Task statement:
Render the lines below as a JSON list of strings, one string per line and with blank lines omitted, covering every line through the last. Leave the pictures out of the answer.

[START Input data]

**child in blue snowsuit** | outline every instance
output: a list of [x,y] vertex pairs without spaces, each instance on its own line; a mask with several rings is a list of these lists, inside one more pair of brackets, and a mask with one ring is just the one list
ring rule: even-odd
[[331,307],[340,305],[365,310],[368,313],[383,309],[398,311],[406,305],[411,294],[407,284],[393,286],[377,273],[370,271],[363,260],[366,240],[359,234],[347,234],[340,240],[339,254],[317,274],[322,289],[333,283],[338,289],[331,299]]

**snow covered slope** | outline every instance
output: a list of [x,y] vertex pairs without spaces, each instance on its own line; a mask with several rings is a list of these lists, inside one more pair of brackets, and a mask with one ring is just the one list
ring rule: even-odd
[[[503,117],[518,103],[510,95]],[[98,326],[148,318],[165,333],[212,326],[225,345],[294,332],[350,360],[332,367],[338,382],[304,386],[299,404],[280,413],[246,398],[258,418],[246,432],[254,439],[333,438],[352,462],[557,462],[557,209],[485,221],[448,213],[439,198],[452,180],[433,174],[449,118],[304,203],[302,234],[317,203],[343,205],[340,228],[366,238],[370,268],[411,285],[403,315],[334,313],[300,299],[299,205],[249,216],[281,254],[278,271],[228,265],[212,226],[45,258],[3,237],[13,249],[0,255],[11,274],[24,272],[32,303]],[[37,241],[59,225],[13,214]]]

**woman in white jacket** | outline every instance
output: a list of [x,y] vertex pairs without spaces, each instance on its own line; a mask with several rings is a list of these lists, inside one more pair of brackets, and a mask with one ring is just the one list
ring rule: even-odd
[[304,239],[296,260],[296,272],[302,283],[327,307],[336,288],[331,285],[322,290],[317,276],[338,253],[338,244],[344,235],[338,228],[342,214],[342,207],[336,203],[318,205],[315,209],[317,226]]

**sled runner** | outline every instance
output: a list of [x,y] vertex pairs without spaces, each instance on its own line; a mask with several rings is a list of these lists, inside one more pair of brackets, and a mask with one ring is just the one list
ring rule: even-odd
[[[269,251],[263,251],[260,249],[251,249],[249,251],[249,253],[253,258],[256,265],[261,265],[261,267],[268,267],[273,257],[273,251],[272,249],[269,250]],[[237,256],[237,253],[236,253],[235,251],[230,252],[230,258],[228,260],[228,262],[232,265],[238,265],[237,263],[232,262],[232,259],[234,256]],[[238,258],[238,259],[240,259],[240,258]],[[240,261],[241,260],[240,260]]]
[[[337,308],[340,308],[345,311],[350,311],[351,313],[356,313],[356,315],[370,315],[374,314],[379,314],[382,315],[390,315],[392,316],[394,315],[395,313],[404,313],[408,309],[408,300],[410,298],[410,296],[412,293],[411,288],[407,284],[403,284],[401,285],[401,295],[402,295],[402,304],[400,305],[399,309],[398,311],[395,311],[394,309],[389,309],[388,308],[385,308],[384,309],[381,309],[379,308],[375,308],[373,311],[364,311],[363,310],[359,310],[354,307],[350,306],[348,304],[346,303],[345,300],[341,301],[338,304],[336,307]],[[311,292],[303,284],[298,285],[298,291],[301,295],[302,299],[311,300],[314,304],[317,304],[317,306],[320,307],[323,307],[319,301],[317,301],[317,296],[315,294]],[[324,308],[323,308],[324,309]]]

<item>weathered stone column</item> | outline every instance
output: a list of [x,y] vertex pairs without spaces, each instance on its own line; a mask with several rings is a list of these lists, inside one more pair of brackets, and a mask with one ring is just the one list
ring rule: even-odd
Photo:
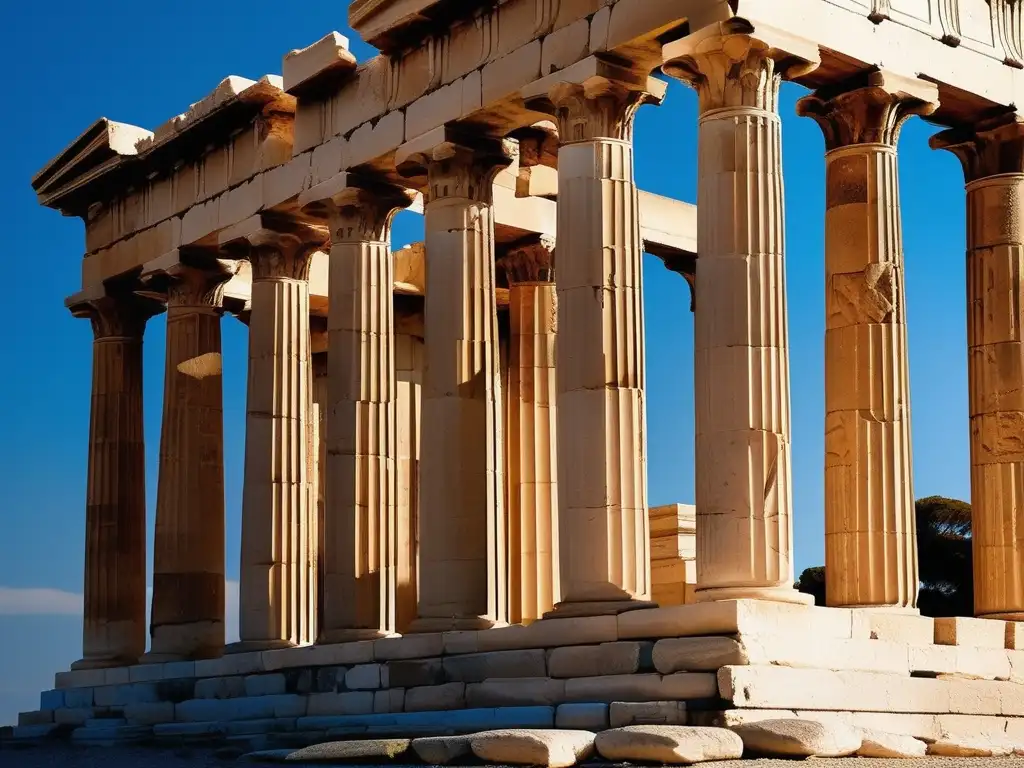
[[807,602],[793,589],[783,77],[814,43],[743,19],[665,47],[699,98],[694,317],[697,599]]
[[391,219],[410,202],[404,190],[352,174],[300,200],[331,226],[321,643],[394,633]]
[[509,621],[534,622],[558,600],[554,241],[513,246],[509,284]]
[[233,266],[178,263],[148,275],[167,293],[167,361],[147,664],[224,649],[220,303]]
[[256,216],[221,236],[252,264],[245,489],[242,497],[241,641],[228,651],[313,640],[316,495],[309,261],[326,228]]
[[943,131],[967,179],[974,611],[1024,621],[1024,120]]
[[420,594],[410,631],[485,629],[507,621],[492,187],[511,161],[503,142],[444,128],[396,161],[427,177]]
[[[558,525],[553,615],[652,605],[643,242],[633,118],[666,84],[591,57],[523,96],[558,122]],[[545,103],[547,101],[547,103]]]
[[124,293],[78,294],[68,307],[93,333],[83,653],[72,669],[124,667],[145,650],[142,334],[163,306]]
[[825,137],[827,603],[913,608],[918,537],[896,146],[938,88],[872,72],[800,100]]

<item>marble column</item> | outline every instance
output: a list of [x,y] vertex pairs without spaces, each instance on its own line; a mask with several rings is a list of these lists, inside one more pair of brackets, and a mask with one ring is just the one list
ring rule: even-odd
[[310,195],[318,190],[325,197],[304,206],[331,227],[324,623],[317,642],[337,643],[395,631],[391,219],[411,197],[353,174]]
[[530,86],[558,124],[557,483],[553,616],[648,607],[643,241],[633,119],[666,84],[591,57]]
[[797,105],[825,138],[828,605],[913,608],[918,536],[896,146],[938,88],[872,72]]
[[743,19],[665,46],[697,91],[694,316],[697,599],[793,589],[790,352],[778,90],[817,45]]
[[164,420],[146,664],[224,648],[224,426],[221,298],[231,262],[151,275],[167,293]]
[[517,243],[499,260],[509,285],[509,621],[558,600],[554,241]]
[[943,131],[967,179],[974,610],[1024,621],[1024,120]]
[[228,652],[312,642],[316,492],[309,262],[326,228],[256,217],[221,244],[252,264],[245,488],[242,497],[241,640]]
[[501,141],[441,129],[399,148],[426,176],[428,286],[420,457],[420,584],[411,632],[507,621],[504,437],[495,303],[494,178]]
[[145,650],[142,334],[163,306],[131,293],[68,306],[93,334],[83,653],[72,669],[124,667]]

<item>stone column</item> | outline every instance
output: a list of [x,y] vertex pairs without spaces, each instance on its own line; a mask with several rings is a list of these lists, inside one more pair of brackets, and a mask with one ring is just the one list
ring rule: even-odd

[END Input data]

Solution for this problem:
[
  "**child in blue snowsuit** | outline every instance",
  "output: a list of [x,y] vertex pairs without spaces, each instance on its own line; a mask with several rings is a list of these lists, inside one more pair of brackets, and a mask with one ring is just the one list",
  "ring rule: even-odd",
  "[[331,307],[340,305],[365,310],[368,313],[383,309],[398,311],[406,305],[411,294],[407,284],[393,286],[377,273],[370,271],[363,260],[366,240],[359,234],[347,234],[340,240],[339,254],[317,274],[322,289],[333,283],[338,289],[331,299]]",
  "**snow covered slope** | outline every instance",
  "output: a list of [x,y] vertex pairs without spaces, each instance on its own line; a mask with several rings is a list of these lists, inside one more pair of brackets, and a mask with one ring is just the one list",
  "ring rule: even-odd",
  "[[[503,117],[518,103],[510,95]],[[98,326],[148,318],[165,333],[212,326],[225,345],[294,332],[350,360],[332,367],[338,382],[304,386],[299,404],[280,413],[246,398],[258,418],[246,432],[254,439],[333,438],[352,462],[557,462],[557,209],[485,221],[448,213],[439,198],[452,180],[433,174],[449,118],[304,203],[302,234],[317,203],[343,205],[340,228],[366,238],[370,268],[411,285],[403,315],[334,313],[300,299],[299,205],[249,216],[281,254],[278,271],[228,265],[212,226],[45,258],[3,237],[13,249],[0,255],[11,274],[24,272],[32,303]],[[37,241],[59,225],[13,214]]]",
  "**woman in white jacket** | outline every instance",
  "output: a list of [x,y] vertex pairs without spaces, each instance on its own line; a mask with several rings is a list of these lists, inside one more pair of brackets, and a mask with one ring is just the one list",
  "ring rule: even-odd",
  "[[304,239],[296,260],[296,272],[302,283],[327,307],[336,288],[331,285],[322,290],[317,276],[338,253],[338,244],[344,235],[338,228],[342,214],[342,207],[336,203],[318,205],[315,209],[317,226]]",
  "**sled runner** | outline every instance",
  "output: a list of [x,y] vertex pairs without spaces, each instance on its own line; a mask with several rings is a list of these lists, inside one more pair of brackets, and a mask with one ring is just the one list",
  "ring rule: even-odd",
  "[[[269,251],[263,251],[260,249],[251,249],[249,251],[249,253],[253,258],[256,265],[261,265],[261,267],[268,267],[273,257],[273,251],[272,249],[269,250]],[[237,256],[237,253],[236,253],[235,251],[230,252],[230,258],[228,260],[228,262],[232,265],[238,265],[237,263],[232,262],[232,259],[234,256]],[[238,258],[238,259],[240,259],[240,258]],[[240,261],[241,260],[240,260]]]",
  "[[[337,308],[340,308],[345,311],[350,311],[351,313],[356,313],[356,315],[370,315],[374,314],[379,314],[382,315],[390,315],[392,316],[394,315],[395,313],[404,313],[408,309],[408,300],[410,298],[410,296],[412,293],[411,288],[407,284],[403,284],[401,285],[401,295],[402,295],[402,304],[400,305],[399,309],[398,311],[395,311],[394,309],[389,309],[388,308],[385,308],[384,309],[381,309],[379,308],[375,308],[373,311],[364,311],[363,310],[359,310],[354,307],[350,306],[348,304],[346,303],[345,300],[341,301],[338,304],[336,307]],[[311,292],[303,284],[298,285],[298,291],[301,295],[302,299],[311,300],[314,304],[317,304],[317,306],[320,307],[323,307],[319,301],[317,301],[317,296],[315,294]],[[324,308],[323,308],[324,309]]]",
  "<item>weathered stone column</item> | outline every instance",
  "output: a list of [x,y] vertex pairs without spaces, each instance on its own line; a mask with several rings is a list of these lists, inside one more pair of brackets, and a mask with one ring is just the one list",
  "ring rule: even-odd",
  "Photo:",
  "[[807,602],[793,589],[783,77],[814,43],[743,19],[665,47],[699,98],[694,317],[697,599]]",
  "[[391,219],[410,202],[404,190],[352,174],[300,200],[331,226],[321,643],[394,633]]",
  "[[509,621],[534,622],[558,600],[554,241],[513,246],[509,284]]",
  "[[233,266],[178,263],[148,275],[167,293],[167,361],[147,664],[224,649],[220,303]]",
  "[[256,216],[221,236],[252,264],[245,489],[242,497],[241,641],[228,651],[313,640],[316,495],[309,261],[326,228]]",
  "[[943,131],[967,179],[974,611],[1024,621],[1024,120]]",
  "[[420,594],[410,631],[485,629],[507,621],[492,187],[511,161],[503,142],[444,128],[396,161],[427,177]]",
  "[[[558,525],[553,615],[652,605],[643,242],[633,118],[666,84],[591,57],[523,96],[558,122]],[[545,103],[547,101],[547,103]]]",
  "[[124,293],[78,294],[68,307],[93,333],[83,653],[72,669],[124,667],[145,650],[142,334],[163,306]]",
  "[[825,137],[827,603],[913,608],[918,537],[896,146],[938,88],[872,72],[800,100]]",
  "<item>marble column</item> | outline every instance",
  "output: a list of [x,y] vertex pairs without spaces, each instance on its own line; a mask with several rings is a list of these lists, inside one more pair of brackets, and a mask with one ring is just the one list",
  "ring rule: even-odd",
  "[[310,195],[318,190],[325,197],[304,206],[331,227],[324,623],[317,642],[337,643],[395,631],[391,219],[411,197],[353,174]]",
  "[[530,86],[558,124],[557,483],[553,616],[648,607],[643,241],[633,119],[666,84],[591,57]]",
  "[[797,105],[825,138],[828,605],[913,608],[918,536],[896,146],[938,88],[872,72]]",
  "[[743,19],[665,46],[697,91],[694,316],[697,599],[793,589],[790,352],[778,90],[817,45]]",
  "[[164,420],[146,664],[224,648],[224,426],[221,298],[231,262],[151,275],[167,293]]",
  "[[517,243],[499,260],[509,285],[509,621],[558,600],[554,241]]",
  "[[943,131],[967,179],[974,610],[1024,621],[1024,120]]",
  "[[228,652],[312,642],[316,492],[309,262],[326,228],[256,217],[221,244],[252,264],[245,488],[242,497],[241,640]]",
  "[[501,141],[441,129],[399,148],[426,176],[428,286],[420,457],[420,584],[411,632],[507,621],[504,437],[495,303],[494,178]]",
  "[[145,650],[142,334],[163,306],[131,293],[68,306],[93,334],[83,653],[72,669],[124,667]]",
  "<item>stone column</item> | outline every instance",
  "output: a list of [x,y] vertex pairs without spaces, each instance on its own line; a mask with several rings is a list of these lists, inside one more pair of brackets, and a mask with one ring is just the one list",
  "ring rule: even-odd"
]